● **What to work on**: Rewrite every line of the entries below, including the requests. Shift each x and y coordinate in the answers up by 18.

════════════════════

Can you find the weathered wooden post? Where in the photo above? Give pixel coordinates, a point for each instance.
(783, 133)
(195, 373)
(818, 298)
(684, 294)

════════════════════

● **Exercise output**:
Can you find the weathered wooden post? Where in the photo above? Give pixel coordinates, a point for each instance.
(801, 151)
(213, 391)
(836, 316)
(702, 312)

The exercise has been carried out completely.